Rewrite the part of the data that opens with the line containing "Where can you spot the steward" and closes with the line containing "[[372, 203]]", switching "steward" to "attendant" and leaving everything else unchanged.

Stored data
==================================================

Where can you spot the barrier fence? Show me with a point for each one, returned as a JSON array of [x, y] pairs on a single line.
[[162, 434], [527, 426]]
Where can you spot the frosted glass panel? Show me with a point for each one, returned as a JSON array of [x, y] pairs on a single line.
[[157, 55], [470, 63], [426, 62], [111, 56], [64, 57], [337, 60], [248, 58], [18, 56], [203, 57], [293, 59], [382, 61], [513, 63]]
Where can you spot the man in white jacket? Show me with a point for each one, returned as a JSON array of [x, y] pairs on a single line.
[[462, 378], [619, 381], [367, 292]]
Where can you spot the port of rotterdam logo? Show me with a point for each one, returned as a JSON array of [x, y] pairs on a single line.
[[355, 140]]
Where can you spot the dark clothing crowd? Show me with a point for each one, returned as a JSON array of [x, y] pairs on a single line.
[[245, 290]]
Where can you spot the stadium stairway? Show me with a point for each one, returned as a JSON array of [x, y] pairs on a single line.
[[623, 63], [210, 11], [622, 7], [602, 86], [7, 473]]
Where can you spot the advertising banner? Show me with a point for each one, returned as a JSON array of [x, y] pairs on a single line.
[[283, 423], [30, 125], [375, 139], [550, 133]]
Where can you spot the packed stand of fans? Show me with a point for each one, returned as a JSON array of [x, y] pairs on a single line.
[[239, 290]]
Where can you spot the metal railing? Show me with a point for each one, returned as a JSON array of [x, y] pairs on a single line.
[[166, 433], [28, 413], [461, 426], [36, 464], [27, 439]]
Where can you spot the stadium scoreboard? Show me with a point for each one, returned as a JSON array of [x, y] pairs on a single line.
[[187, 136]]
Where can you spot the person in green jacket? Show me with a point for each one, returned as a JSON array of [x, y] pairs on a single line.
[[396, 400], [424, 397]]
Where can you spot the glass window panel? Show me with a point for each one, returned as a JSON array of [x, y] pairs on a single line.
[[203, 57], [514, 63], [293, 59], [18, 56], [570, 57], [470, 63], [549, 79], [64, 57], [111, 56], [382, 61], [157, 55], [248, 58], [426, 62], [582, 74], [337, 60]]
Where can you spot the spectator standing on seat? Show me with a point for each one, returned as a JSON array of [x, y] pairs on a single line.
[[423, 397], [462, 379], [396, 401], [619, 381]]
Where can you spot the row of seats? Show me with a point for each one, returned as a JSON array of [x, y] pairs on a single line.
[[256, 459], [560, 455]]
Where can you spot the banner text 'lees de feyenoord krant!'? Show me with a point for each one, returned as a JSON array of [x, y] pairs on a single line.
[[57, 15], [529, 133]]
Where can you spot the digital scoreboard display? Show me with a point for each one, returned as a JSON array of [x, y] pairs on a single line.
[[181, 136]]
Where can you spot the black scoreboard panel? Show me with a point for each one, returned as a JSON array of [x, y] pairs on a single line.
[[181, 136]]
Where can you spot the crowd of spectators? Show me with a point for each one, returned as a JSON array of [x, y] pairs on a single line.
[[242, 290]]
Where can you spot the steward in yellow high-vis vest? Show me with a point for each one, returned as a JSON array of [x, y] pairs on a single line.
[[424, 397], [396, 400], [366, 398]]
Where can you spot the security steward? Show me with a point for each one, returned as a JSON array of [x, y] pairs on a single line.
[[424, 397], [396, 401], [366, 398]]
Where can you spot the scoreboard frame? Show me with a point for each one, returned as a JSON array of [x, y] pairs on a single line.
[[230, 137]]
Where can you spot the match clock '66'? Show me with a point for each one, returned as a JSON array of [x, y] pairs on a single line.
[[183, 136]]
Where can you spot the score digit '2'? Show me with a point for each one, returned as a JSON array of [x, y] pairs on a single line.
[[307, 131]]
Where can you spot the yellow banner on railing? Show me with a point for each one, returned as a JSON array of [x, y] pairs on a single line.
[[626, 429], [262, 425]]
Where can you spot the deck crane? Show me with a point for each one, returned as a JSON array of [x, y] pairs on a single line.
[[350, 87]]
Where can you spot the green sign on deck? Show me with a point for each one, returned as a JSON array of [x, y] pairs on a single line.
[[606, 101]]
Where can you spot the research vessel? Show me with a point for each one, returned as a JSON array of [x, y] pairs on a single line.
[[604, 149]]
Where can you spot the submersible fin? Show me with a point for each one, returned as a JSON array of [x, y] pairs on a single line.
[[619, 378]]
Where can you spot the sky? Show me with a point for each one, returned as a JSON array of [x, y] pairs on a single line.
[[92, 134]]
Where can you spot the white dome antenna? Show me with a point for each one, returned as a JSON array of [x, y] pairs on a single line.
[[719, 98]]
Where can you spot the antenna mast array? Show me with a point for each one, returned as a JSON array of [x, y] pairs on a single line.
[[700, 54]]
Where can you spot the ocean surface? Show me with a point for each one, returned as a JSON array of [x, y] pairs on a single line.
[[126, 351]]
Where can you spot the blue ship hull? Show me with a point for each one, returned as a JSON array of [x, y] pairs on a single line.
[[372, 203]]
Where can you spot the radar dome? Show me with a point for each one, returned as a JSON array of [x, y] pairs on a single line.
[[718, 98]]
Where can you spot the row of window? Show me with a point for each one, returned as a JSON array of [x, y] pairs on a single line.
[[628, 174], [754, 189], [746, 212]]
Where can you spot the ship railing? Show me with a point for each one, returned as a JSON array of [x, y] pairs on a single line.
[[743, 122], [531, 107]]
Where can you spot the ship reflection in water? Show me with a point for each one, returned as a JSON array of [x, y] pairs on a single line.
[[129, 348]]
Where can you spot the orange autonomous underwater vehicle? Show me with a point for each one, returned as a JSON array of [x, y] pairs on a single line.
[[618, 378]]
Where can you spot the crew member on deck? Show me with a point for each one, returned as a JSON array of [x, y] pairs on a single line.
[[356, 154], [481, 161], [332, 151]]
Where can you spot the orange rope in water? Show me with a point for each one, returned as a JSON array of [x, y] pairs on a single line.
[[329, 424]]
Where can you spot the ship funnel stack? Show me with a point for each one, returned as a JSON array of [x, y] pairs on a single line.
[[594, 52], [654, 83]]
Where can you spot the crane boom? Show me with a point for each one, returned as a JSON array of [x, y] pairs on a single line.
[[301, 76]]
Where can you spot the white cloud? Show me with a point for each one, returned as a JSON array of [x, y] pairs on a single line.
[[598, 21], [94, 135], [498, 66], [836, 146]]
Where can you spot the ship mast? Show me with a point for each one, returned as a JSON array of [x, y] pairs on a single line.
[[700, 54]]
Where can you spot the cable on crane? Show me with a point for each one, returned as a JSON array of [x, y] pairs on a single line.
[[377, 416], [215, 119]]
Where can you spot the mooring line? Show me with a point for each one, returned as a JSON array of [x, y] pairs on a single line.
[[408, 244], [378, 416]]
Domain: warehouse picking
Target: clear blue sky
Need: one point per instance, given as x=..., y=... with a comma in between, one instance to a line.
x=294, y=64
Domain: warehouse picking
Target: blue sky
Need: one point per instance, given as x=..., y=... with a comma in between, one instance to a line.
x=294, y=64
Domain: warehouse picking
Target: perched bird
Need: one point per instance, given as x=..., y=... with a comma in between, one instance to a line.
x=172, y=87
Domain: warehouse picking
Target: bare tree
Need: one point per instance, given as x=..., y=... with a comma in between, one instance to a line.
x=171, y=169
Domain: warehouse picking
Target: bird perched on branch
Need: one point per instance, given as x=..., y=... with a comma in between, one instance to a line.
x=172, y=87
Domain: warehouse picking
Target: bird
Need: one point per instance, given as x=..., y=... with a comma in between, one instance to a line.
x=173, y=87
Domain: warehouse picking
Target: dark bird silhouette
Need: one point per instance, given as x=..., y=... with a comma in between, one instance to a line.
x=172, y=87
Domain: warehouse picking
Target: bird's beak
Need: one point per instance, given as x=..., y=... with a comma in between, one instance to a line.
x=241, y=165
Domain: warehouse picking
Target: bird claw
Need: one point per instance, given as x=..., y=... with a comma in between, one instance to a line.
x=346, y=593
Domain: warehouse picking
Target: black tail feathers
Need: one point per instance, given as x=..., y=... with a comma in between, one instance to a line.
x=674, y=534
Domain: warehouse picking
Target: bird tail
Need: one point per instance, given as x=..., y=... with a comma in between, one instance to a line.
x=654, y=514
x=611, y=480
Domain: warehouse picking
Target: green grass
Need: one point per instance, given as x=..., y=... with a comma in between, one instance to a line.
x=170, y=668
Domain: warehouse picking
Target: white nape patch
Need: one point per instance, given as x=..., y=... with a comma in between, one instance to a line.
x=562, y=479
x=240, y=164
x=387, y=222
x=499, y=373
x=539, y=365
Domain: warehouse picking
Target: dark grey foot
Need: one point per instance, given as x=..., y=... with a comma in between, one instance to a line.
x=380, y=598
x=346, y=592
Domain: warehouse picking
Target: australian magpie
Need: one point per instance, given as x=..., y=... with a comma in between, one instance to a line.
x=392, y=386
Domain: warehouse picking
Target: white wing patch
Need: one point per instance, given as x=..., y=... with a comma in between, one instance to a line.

==================================================

TASK RESULT:
Where can you spot the attendant in yellow high-vis vest? Show me with a point for each one, returned as a JSON array of [x, y] pairs on a single line.
[[424, 397], [396, 400], [366, 398]]
Where can you spot the security attendant? Show me with a point for each one, returned as a JSON array of [x, y] pairs on a single line.
[[424, 397], [396, 401], [366, 398]]
Where can you spot the scoreboard frame? Show me with a point for each one, returned as a JSON array of [x, y] pairs on a single line.
[[230, 137]]
Where can you spot the match clock '66'? Show me with a point for each one, returned as a JSON array of [x, y] pairs on a single line.
[[183, 136]]
Where can you spot the score digit '2'? Show me with a point for each one, returned as a JSON array of [x, y] pairs on a single line.
[[307, 131]]
Where can you spot the yellow banner on railing? Show me with a point for each one, returned as a JSON array of [x, y] pairs on a single line.
[[626, 429], [262, 425]]
Where can you spot the deck crane? Show me with a point for each one, returned as a JSON array of [x, y] pairs on a single line.
[[350, 87]]
Where can you spot the green sign on deck? Show me with a point for each one, returned as a JSON array of [x, y] pairs on a single line.
[[606, 101]]
Where can you spot the research vessel? Show me with a point for each one, returned as a JSON array of [x, y] pairs on a single line.
[[604, 149]]
Where can you spot the submersible fin? Show me with a point for each one, returned as a JSON array of [x, y] pairs on a single line.
[[619, 378]]
Where can you spot the sky? Show me with a point for each one, returned as a JSON array of [x, y] pairs on a single line.
[[92, 134]]
Where can you spot the white dome antenna? Show me with a point for each one, returned as a JSON array of [x, y] pairs on a single line.
[[719, 98]]
Where can you spot the antenna mast array? Show me with a point for each one, returned as a JSON array of [x, y] pairs on a single line.
[[700, 54]]
Where can you spot the ocean surface? Show me with a point for each one, returned as a JSON array of [x, y] pairs on a single line.
[[126, 351]]
Where can you spot the blue ship hull? Show me with a point for each one, returned as a JSON array of [x, y] pairs on a single line.
[[372, 203]]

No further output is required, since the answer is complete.